- [Stated problem]:
Without changing a character, return the entries, but not the images they hold.

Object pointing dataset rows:
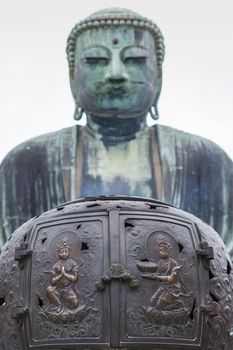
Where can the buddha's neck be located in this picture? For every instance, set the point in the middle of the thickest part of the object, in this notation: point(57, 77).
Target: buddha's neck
point(112, 131)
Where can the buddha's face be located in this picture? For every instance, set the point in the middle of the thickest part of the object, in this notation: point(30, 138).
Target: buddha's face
point(64, 253)
point(115, 72)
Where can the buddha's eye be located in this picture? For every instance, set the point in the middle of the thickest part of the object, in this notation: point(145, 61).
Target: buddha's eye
point(135, 60)
point(96, 61)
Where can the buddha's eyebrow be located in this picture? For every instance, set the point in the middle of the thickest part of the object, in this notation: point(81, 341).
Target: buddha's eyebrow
point(93, 48)
point(141, 48)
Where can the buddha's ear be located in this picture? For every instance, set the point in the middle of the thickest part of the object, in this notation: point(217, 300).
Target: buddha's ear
point(78, 112)
point(154, 107)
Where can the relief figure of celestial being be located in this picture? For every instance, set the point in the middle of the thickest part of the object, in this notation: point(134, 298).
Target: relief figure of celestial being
point(64, 275)
point(115, 61)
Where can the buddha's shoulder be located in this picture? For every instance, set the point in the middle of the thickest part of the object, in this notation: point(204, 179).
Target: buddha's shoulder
point(41, 145)
point(187, 141)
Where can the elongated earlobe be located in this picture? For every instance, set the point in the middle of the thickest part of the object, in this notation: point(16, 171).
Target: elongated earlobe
point(78, 113)
point(154, 112)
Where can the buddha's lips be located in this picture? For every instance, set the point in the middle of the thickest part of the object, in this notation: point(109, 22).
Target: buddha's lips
point(115, 89)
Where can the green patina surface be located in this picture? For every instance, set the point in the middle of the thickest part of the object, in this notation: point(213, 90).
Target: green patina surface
point(115, 76)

- [Final result]:
Where can the buddha's neck be located in this picture? For every instance, set the point in the middle of the thickest part of the object, in this notation: point(57, 77).
Target: buddha's neck
point(112, 131)
Where can the buddha's face be located in this picture? For every instance, set the point in the middle of the thickest part of the object, in this notation: point(30, 138).
Target: buddha's face
point(64, 253)
point(115, 72)
Where can the buddha's eye be located in this picture? For every instance, set the point in the middle of the thickest part of the object, in this notation: point(145, 61).
Target: buddha's eye
point(135, 60)
point(96, 61)
Where can the buddha's eyebrow be located in this picture? For every instance, set the point in the middle of the thickest part of the object, in this notation: point(81, 341).
Target: buddha's eyebrow
point(93, 48)
point(141, 48)
Where can the buddha's ear be located in this picture? For every instance, set the point in the middle of the thickest part of the object, in this notation: point(217, 300).
Target: buddha's ear
point(78, 112)
point(154, 107)
Where can the relief figure of celestial being be located in this picture? For every instance, set the point in the middle of the thickest part of the object, in this notation: point(134, 298).
Target: relief figure of celestial being
point(64, 275)
point(115, 61)
Where can the buddha's shoulder be located in this picture? For every instance, set the point in the middle of the thickest part of the object, in this notation: point(204, 179).
Target: buddha's shoulder
point(41, 145)
point(187, 141)
Where can the elongated earlobe be located in this picture? For every instance, set the point in the middle of the thickest part of the object, in this notation: point(16, 171).
Target: elongated earlobe
point(78, 113)
point(154, 112)
Where can the buddha's lips be located in this picture? For every instance, set the point in the middle of the thickest part of the object, in this notation: point(109, 22).
Target: buddha's lips
point(115, 89)
Where can the green patina surface be located in this picture? For every instance, set the point in the middle of the thickest part of the object, in this notation: point(213, 90).
Target: green patina surface
point(115, 76)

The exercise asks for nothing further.